## Exercise directions:
Please set down each line of the data again, unchanged.

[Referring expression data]
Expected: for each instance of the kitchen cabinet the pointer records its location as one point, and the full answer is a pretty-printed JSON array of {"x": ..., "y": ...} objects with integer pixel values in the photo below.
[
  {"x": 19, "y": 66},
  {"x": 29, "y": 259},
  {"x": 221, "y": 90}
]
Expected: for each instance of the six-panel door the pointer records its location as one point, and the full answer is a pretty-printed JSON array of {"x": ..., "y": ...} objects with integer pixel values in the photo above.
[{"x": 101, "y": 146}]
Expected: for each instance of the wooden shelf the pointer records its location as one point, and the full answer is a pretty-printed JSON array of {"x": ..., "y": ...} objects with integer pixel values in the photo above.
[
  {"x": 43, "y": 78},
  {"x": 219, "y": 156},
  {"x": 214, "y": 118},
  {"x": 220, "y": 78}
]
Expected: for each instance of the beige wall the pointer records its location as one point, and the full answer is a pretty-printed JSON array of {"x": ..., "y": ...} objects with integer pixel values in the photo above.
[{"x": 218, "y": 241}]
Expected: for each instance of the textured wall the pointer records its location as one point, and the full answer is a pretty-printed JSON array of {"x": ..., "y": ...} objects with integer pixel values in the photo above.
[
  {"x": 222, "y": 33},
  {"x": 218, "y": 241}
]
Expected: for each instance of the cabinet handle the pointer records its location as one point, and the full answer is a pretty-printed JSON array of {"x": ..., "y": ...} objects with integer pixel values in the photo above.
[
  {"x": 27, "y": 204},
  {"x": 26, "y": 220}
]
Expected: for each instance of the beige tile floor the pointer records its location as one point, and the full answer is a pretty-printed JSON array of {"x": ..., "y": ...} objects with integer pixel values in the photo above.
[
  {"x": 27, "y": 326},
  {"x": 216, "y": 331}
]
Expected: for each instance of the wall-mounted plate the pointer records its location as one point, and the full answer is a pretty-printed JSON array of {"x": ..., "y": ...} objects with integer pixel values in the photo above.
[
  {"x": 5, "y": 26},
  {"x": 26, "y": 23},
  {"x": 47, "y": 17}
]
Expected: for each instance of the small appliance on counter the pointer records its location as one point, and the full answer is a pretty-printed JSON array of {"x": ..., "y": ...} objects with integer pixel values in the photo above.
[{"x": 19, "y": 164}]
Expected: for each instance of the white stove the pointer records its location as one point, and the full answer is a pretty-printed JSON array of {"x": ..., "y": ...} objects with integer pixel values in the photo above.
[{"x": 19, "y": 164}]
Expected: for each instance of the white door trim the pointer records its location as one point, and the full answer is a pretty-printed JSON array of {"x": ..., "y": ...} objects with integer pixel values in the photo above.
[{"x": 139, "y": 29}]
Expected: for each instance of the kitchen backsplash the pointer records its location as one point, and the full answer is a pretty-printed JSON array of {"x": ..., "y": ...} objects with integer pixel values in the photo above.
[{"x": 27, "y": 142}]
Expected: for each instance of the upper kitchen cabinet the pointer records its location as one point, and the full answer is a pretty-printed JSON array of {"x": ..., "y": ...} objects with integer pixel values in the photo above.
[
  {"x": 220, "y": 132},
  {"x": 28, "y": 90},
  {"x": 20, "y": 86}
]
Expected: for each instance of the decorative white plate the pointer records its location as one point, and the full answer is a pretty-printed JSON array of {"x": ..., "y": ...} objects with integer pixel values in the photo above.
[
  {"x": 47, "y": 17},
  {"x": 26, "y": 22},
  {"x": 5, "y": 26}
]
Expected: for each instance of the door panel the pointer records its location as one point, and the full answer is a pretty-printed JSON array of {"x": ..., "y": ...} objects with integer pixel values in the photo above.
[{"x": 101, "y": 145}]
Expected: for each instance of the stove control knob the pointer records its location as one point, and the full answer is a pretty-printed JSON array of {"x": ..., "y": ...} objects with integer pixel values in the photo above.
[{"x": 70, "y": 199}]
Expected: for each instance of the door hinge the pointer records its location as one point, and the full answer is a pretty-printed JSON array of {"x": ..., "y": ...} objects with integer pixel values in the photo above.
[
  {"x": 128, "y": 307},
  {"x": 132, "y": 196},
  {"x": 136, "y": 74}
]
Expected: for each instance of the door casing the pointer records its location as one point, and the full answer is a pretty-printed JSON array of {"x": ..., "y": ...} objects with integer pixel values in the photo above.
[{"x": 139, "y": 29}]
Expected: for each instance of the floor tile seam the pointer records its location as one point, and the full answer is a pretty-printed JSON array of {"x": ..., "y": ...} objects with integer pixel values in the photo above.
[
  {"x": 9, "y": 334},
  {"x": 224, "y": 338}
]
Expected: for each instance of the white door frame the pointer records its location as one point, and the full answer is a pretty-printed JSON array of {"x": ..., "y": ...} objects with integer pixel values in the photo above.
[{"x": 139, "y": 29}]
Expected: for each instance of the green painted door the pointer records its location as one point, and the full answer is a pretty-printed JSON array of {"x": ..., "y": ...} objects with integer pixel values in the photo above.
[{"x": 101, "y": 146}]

## Result of this task:
Expected: for each instance of the kitchen cabinet the pointer records its location as one point, and the full answer is a pretty-printed JSON array of {"x": ..., "y": ...} objects with integer pixel values in the photo below.
[
  {"x": 19, "y": 66},
  {"x": 29, "y": 259},
  {"x": 221, "y": 90}
]
Expected: for each instance of the six-panel door the pointer records its location as one point, and the full answer is a pretty-printed JSON array of {"x": ..., "y": ...} objects with integer pixel values in the photo above.
[{"x": 101, "y": 146}]
Expected: for each instance of the wooden shelf the pointer records its location as one point, and the full answer is a pretty-printed JSON array of {"x": ..., "y": ...} objects with integer pixel values in the photo above.
[
  {"x": 43, "y": 78},
  {"x": 219, "y": 156},
  {"x": 214, "y": 118},
  {"x": 220, "y": 78}
]
Expected: for each instance of the beige wall the pointer records its location as one point, and the full answer is a pretty-printed JSON array of {"x": ..., "y": ...} objects with integer pixel values in the photo above.
[{"x": 218, "y": 241}]
Expected: for each instance of the textured wall the pointer records its location as one point, and the full answer is a pretty-printed JSON array of {"x": ..., "y": ...} objects with integer pixel values in the photo above.
[
  {"x": 222, "y": 33},
  {"x": 218, "y": 241}
]
Expected: for each instance of the cabinet handle the pointer records its location as one point, and the full answer is a pretty-printed JSON array of {"x": ..., "y": ...} objects with integer pixel values in the photo above.
[
  {"x": 27, "y": 204},
  {"x": 26, "y": 220}
]
Expected: for each instance of the beige tile floor the pointer records its location as one point, and the full answer is a pretty-printed JSON array of {"x": ..., "y": ...} objects with integer pixel values in the photo above.
[
  {"x": 27, "y": 326},
  {"x": 216, "y": 331}
]
Expected: for each instance of the wall-mounted plate the pointer records its location as one point, and the full answer is a pretty-printed JSON array of {"x": ..., "y": ...} objects with integer pixel values in the photo above.
[
  {"x": 5, "y": 26},
  {"x": 26, "y": 23},
  {"x": 47, "y": 17}
]
Expected: for each instance of the small appliance on counter the pointer records its location as one point, and the full answer is a pretty-printed JSON array of {"x": ..., "y": ...} objects with integer pixel values in the photo above.
[{"x": 19, "y": 164}]
Expected: for each instance of the white stove the pointer records its location as one point, and the full answer is a pretty-printed JSON array of {"x": ..., "y": ...} objects with integer pixel values in the photo above.
[{"x": 19, "y": 164}]
Expected: for each instance of the white door trim the pointer records its location as one point, and the full answer is a pretty-printed JSON array of {"x": ..., "y": ...} objects with integer pixel values in the photo above.
[{"x": 139, "y": 29}]
Expected: for each instance of the kitchen backsplash the pointer records its location as one point, and the full answer is a pretty-printed JSON array of {"x": ..., "y": ...} objects with integer pixel values in the photo above.
[{"x": 27, "y": 142}]
Expected: for each instance of the upper kitchen cabinet the pointer records its location as one point, and the full answer is a pretty-printed JSON array of {"x": ..., "y": ...} objects with integer pixel values in the photo above.
[
  {"x": 220, "y": 132},
  {"x": 28, "y": 90},
  {"x": 20, "y": 86}
]
Expected: for each instance of the decorative white plate the pointer records its location as one point, and the full answer is a pretty-printed JSON array of {"x": ..., "y": ...} objects with integer pixel values in the photo above.
[
  {"x": 47, "y": 17},
  {"x": 26, "y": 22},
  {"x": 5, "y": 26}
]
Expected: for each instance of the door panel the pointer records its location as one point, and the full answer is a pretty-printed JSON array of {"x": ..., "y": ...} objects with integer pixel values in the photo above.
[{"x": 101, "y": 145}]
Expected: for each instance of the stove control knob the pointer records its location as one point, and the full answer is a pretty-printed JSON array of {"x": ..., "y": ...} objects with integer pixel values in the photo above.
[{"x": 70, "y": 199}]
Expected: for each instance of the door hinge the pointer records its location as one point, and the full answer is a pretty-printed JSON array of {"x": ..., "y": ...} objects with integer pixel values in the photo above.
[
  {"x": 128, "y": 307},
  {"x": 132, "y": 196},
  {"x": 136, "y": 74}
]
Expected: for each instance of the door casing the pointer records its location as one point, and the full answer is a pretty-printed JSON array of {"x": ..., "y": ...} objects with integer pixel values in the photo above.
[{"x": 139, "y": 29}]
Expected: for each instance of the floor tile seam the pointer records its location as one point, and the full answer is a pretty-printed JSON array of {"x": ..., "y": ...} objects with integer pixel values in the photo above.
[
  {"x": 9, "y": 334},
  {"x": 224, "y": 338}
]
Expected: for each instance of the white door frame the pointer records its location as one point, and the full answer is a pretty-printed JSON array of {"x": ..., "y": ...} objects with integer pixel values in the photo above.
[{"x": 139, "y": 29}]
Expected: for each instance of the green painted door the pointer records its location as one point, and the full answer is a pretty-printed JSON array of {"x": ..., "y": ...} objects with integer pixel values in the photo above.
[{"x": 101, "y": 146}]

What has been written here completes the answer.